**REQUIRED TASK:** Return the records that follow, matching each one exactly.

[Excerpts of location labeling data]
= = = =
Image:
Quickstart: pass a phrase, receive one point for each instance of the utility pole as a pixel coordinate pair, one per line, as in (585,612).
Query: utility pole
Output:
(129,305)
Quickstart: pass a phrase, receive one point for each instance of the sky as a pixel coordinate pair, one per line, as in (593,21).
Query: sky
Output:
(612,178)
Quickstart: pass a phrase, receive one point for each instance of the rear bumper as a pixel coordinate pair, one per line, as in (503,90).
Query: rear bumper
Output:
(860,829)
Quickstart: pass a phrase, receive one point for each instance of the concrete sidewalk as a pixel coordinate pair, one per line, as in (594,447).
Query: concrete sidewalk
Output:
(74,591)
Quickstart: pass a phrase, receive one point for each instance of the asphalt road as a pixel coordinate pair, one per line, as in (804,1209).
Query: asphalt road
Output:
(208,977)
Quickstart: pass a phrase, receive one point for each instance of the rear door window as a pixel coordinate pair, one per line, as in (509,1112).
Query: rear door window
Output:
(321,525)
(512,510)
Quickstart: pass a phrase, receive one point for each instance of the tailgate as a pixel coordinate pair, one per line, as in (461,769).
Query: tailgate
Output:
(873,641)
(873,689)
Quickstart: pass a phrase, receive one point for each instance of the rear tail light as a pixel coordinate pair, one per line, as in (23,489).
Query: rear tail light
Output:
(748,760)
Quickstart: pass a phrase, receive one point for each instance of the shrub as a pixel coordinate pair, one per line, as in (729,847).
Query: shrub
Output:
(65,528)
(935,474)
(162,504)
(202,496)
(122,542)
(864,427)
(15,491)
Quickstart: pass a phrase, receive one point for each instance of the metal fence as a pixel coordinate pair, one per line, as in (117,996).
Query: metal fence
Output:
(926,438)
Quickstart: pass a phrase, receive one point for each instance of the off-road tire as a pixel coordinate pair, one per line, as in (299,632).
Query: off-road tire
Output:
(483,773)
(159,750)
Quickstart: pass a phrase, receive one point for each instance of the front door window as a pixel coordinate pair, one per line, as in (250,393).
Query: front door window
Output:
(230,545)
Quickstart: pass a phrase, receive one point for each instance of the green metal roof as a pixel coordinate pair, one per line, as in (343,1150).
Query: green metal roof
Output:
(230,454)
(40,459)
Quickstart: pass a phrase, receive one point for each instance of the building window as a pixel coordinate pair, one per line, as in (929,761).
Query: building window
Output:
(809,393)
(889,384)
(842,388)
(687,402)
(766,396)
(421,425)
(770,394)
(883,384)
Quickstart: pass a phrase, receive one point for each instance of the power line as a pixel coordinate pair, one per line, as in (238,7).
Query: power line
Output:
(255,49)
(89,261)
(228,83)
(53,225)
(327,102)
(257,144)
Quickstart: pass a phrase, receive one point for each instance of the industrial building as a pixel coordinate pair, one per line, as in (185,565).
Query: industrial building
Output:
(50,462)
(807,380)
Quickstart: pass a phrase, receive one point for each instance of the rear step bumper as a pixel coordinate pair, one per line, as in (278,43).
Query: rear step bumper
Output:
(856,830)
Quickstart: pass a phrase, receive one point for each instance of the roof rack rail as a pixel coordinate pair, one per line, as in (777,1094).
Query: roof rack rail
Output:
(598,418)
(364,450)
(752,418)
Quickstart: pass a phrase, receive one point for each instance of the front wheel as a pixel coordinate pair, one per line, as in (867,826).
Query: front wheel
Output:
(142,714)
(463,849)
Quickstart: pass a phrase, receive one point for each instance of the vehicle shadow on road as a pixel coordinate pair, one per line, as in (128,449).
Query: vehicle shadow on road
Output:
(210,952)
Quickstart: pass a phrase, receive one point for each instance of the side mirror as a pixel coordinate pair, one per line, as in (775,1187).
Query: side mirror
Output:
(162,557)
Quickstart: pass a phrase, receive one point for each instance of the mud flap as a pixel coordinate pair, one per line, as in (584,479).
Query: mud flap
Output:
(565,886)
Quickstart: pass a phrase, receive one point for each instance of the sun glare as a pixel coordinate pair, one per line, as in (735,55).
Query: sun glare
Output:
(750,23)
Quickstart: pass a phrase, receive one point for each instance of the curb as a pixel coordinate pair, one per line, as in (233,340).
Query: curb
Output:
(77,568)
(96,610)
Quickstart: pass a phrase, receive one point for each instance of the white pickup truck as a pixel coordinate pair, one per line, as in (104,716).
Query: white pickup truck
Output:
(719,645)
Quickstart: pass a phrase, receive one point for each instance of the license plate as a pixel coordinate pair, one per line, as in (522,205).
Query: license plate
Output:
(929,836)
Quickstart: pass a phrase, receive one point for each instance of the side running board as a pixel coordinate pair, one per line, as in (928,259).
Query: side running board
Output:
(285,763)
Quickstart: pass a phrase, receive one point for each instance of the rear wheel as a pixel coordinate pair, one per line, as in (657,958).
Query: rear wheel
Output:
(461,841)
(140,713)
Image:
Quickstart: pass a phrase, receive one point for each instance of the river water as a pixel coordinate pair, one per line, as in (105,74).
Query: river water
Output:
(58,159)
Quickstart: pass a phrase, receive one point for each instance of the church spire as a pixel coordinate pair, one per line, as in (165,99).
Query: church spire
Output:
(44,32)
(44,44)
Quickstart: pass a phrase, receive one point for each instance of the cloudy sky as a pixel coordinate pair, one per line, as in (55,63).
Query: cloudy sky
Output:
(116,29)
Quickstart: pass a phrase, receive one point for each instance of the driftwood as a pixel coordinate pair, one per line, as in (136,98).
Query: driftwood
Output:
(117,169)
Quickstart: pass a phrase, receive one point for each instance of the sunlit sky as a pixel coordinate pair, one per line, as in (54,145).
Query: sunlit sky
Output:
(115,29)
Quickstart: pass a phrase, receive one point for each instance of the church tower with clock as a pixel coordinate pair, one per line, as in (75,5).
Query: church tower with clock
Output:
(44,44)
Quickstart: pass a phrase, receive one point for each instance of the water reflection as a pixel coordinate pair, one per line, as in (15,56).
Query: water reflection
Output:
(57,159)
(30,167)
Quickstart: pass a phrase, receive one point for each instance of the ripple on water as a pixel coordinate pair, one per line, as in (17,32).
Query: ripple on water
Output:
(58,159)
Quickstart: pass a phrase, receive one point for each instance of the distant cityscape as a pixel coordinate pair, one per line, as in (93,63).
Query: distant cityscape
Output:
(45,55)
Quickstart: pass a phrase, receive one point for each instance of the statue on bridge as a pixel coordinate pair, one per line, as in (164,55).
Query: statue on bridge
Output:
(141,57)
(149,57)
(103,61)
= = = =
**THE COMPLETED TASK:**
Image:
Quickstart: pass a phrase, receive one point for each instance of the utility pole as a pixel coordinate pair, one per line, as in (585,612).
Query: utility pole
Output:
(129,305)
Quickstart: pass a phrase, receive one point for each instance of the sky as a pixel coordinate pair, one per line, as in (593,21).
Query: sky
Output:
(612,178)
Quickstart: pass a phrase, receive one point for each instance of the rear bumper as a pixel coordinate pair, one per line, as in (503,90).
Query: rear bumper
Output:
(860,829)
Quickstart: pass a phrase, receive one point for each instance of the concrete sidewalk as a pixel coordinate pair, one per line, as in (594,447).
Query: concrete sidewalk
Output:
(74,591)
Quickstart: pass a phrase, receive one point for each instance of the asphalt road as a pixel coordinate pair, one per line, as in (804,1209).
Query: asphalt road
Output:
(208,977)
Quickstart: pass a phrase, receive one point for each instance of the rear door window as a pixel coordinate pair, one per line, as in (509,1112).
Query: rear door window
Output:
(321,525)
(512,510)
Quickstart: pass a phrase, receive one point for each instance of the tailgate as a pixel coordinate pair, one per line, as in (461,769).
Query: tailgate
Output:
(873,641)
(873,689)
Quickstart: pass a phrase, receive one point for each instance of the rear tail light as a pixel coordinate pair, one per line, as in (23,489).
Query: rear tail light
Output:
(748,760)
Quickstart: pass a phrase, receive one point for each instance of the shrub as a pixel coordinate pair, one per line, as in (729,847).
Query: shrub
Output:
(65,528)
(935,474)
(162,504)
(202,496)
(122,542)
(864,427)
(15,491)
Quickstart: pass a phrase, receive one point for each instance of the metal fence as a pixel coordinate pair, one per line, as in (117,996).
Query: metal fence
Output:
(926,438)
Quickstart: pass a phrase, receive one point for each instance of the off-road tire as a pixel coordinate pair, one per line, as in (299,632).
Query: off-road tire
Output:
(483,773)
(159,750)
Quickstart: pass a phrase, receive one point for each instance of the front door window as a pixel coordinate pair, one per line, as in (250,393).
Query: front door window
Output:
(230,545)
Quickstart: pass a phrase, receive one point for each instance of the green metal roof as a pixel coordinate pair, one per line, as in (343,1150).
Query: green metal roof
Output:
(230,454)
(40,459)
Quickstart: pass a phrase, receive one point for each instance of the building window as a pixel coordinate pair, one per line, as in (929,761).
Query: building window
Output:
(809,393)
(889,384)
(842,388)
(687,402)
(766,396)
(421,425)
(770,394)
(883,384)
Quickstart: pass a phrase, receive one point for each instance of the power line as a pixel coordinate pair, one per line, as in (238,7).
Query: power line
Output:
(255,49)
(89,261)
(228,83)
(53,225)
(327,102)
(257,144)
Quickstart: pass a phrase, receive one point for each instance of the industrial building as a pixel coordinate pair, one per line, as in (185,565).
Query: industrial building
Output:
(50,462)
(807,380)
Quickstart: pass a phrase, receive one point for each instance of the rear step bumper as a pixel coordinate pair, one per line, as in (278,43).
Query: rear step bumper
Output:
(856,830)
Quickstart: pass a phrase, receive one point for each instance of the roof rack rail as a pixel coordinate pair, one per line, as in (777,1094).
Query: roof rack rail
Output:
(598,418)
(364,450)
(752,418)
Quickstart: pass a phrase, receive one point for each instance of the front wheel as a pixel coordinate pair, one per line, as in (867,826).
Query: front wheel
Output:
(142,714)
(463,849)
Quickstart: pass a phrase, receive one point for each instance of the vehicle shadow on road as a pixel coordinate pair, one per line, as in (128,449).
Query: vehicle shadow on road
Output:
(210,952)
Quickstart: pass a phrase, receive one point for each instance of the side mirror as a pixel coordinate pair, one per line, as in (775,1187).
Query: side mirror
Output:
(162,557)
Quickstart: pass a phrase, receive one point for each instance of the mud flap as a pixel coordinate pair, one per line, as in (584,479).
Query: mud flap
Output:
(565,886)
Quickstart: pass a phrase, receive one point for each instance of the sun glare as a pixel coordinate pair, one per line, as in (735,55).
Query: sun glare
Output:
(750,23)
Quickstart: pass a phrase, receive one point for each instance of the curb as a pixel coordinate pair, one per line, as in (233,340).
Query: curb
Output:
(77,568)
(96,610)
Quickstart: pass a phrase, receive one point for each instance of the white pickup truck as a pixel coordinate pair, one per line, as in (104,716).
Query: white pickup truck
Output:
(719,645)
Quickstart: pass a phrase, receive one point for each instance of the license plate as a pixel coordinate pair, one per line, as in (522,205).
Query: license plate
Output:
(929,836)
Quickstart: pass a phrase, receive one point for each instance of the side running board as a pixel coordinate pair, one per line, as in (928,259).
Query: side running board
Output:
(285,763)
Quickstart: pass a phrase, receive one point for each instance of the rear wheel as a pixel coordinate pair, one per line, as in (657,958).
Query: rear wheel
Output:
(461,841)
(140,713)
Image:
Quickstart: pass a phrase, receive one point for each instance of the river water as a pixel coordinate pair, one per line, as in (105,74).
Query: river water
Output:
(58,159)
Quickstart: pass a phrase, receive one point for each instance of the church spire as a pixel coordinate pair, one per line, as in (165,99).
Query: church spire
Output:
(44,32)
(44,44)
Quickstart: pass a phrase, receive one point for each instance of the cloudy sky as a pixel coordinate pair, one per line, as in (55,63).
Query: cloudy sky
Output:
(116,29)
Quickstart: pass a phrase, receive one point for each instance of the driftwood as a pixel coordinate pair, one per line, as in (136,98).
Query: driftwood
Output:
(117,169)
Quickstart: pass a phrase, receive one point for each instance of the sunlit sky as a pixel coordinate pair, one per line, as in (54,145).
Query: sunlit sky
Output:
(115,29)
Quickstart: pass a phrase, receive one point for each instance of the church tower with clock as a pixel coordinate pair, one per line, as in (75,5).
Query: church tower with clock
Output:
(44,44)
Quickstart: pass a phrase, receive one point for each instance of the water reflection as a pixel coordinate pair, one per line, as in (15,56).
Query: water reflection
Output:
(57,159)
(30,167)
Quickstart: pass a phrase, receive one point for each instance of the ripple on water as a pixel coordinate pair, one per line, as in (17,32).
Query: ripple on water
Output:
(58,159)
Quickstart: pass a phrase, receive one point for each instance of the distant cityscape as a pixel coordinate pair, one per line, as in (93,63).
Query: distant cityscape
Output:
(45,55)
Quickstart: pass a phrase, receive one point for each instance of the statue on bridge as a pixel coordinate pair, one per line, as in (164,55).
Query: statue on bridge
Output:
(141,57)
(149,57)
(103,61)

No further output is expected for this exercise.